[START OF Data shown]

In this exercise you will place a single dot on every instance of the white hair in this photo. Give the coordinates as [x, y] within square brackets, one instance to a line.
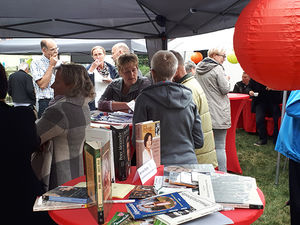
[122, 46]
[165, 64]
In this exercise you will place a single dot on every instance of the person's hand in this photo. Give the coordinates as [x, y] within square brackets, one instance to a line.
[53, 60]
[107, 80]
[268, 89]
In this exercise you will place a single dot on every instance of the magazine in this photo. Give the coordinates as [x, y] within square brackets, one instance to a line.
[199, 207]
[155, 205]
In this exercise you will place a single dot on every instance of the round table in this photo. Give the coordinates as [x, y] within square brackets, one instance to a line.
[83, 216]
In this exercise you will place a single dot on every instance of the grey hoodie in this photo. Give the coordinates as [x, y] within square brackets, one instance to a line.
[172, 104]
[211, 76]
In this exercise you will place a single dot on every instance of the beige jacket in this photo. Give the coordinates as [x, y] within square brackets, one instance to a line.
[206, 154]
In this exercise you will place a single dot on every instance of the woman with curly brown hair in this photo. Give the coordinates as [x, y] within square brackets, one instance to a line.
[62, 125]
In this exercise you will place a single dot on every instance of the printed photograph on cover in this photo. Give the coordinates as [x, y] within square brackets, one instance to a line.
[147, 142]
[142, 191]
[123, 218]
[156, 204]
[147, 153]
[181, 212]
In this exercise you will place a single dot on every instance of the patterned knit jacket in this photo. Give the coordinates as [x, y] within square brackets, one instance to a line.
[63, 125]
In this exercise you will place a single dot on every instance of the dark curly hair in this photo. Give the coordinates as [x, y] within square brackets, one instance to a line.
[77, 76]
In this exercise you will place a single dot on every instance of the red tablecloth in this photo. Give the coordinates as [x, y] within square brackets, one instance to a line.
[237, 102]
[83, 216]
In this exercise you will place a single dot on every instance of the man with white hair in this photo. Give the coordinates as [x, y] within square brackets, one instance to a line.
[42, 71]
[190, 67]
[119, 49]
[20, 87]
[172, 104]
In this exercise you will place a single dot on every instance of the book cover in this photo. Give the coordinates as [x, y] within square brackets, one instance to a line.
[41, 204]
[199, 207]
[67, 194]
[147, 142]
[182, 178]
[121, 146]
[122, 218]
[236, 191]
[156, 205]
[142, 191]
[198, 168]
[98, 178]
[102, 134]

[END OF Data shown]
[START OF Data shown]

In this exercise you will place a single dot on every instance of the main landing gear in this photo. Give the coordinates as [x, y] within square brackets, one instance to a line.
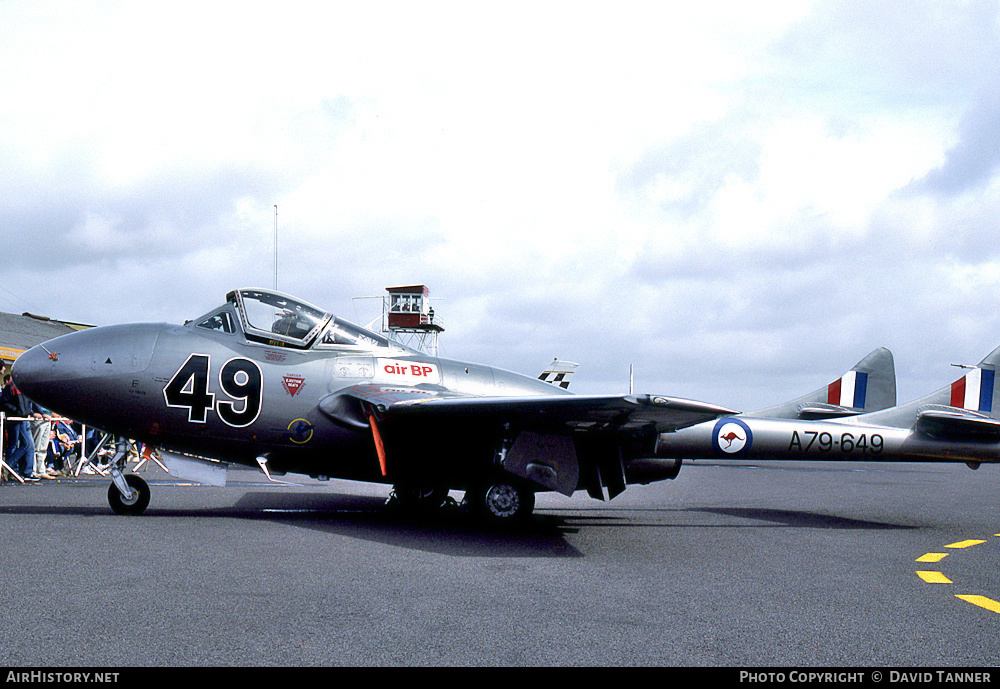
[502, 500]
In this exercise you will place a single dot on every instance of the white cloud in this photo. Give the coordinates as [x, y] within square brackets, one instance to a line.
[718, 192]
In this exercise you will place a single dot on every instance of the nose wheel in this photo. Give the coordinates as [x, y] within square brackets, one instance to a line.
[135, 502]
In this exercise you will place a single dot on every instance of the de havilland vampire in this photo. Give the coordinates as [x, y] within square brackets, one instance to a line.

[END OF Data shown]

* _Directions for this task_: Report each line of the data above that contains the word "nose", copying every such line in full.

* _Result of this task_:
In this exercise you will place a single dot on every instance of the nose wheel in this photo. Give the coordinates as [x, y] within square brackets, one instance to a line.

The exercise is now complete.